Without including the pictures, copy out every line below.
╭──
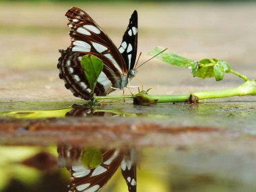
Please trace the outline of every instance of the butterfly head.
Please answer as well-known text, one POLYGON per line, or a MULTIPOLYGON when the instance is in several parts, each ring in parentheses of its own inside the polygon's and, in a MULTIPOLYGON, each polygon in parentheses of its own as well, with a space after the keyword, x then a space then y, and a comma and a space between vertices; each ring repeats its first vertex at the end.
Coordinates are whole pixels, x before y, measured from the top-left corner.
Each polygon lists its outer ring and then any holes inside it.
POLYGON ((133 78, 136 75, 137 75, 137 70, 136 69, 131 69, 130 71, 129 71, 128 72, 128 77, 131 79, 132 78, 133 78))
╰──
RESULT FOR THIS TASK:
Please trace the outline of every instance of the butterfly head.
Please answer as well-known text, one POLYGON per line, or a MULTIPOLYGON when the instance is in several parts, each ring in parentheses of its own inside the polygon's and, in a MULTIPOLYGON, each polygon in parentheses of its own as well, with a space after the keyword, x then a space then y, and a comma and a space between vertices; each ring repeats its first vertex at the end.
Coordinates are whole pixels, x before y, measured from the top-left corner.
Each polygon lists its outer ring and then any holes inside it.
POLYGON ((133 78, 136 75, 137 75, 137 70, 136 69, 131 69, 130 71, 129 71, 128 72, 128 77, 131 79, 132 78, 133 78))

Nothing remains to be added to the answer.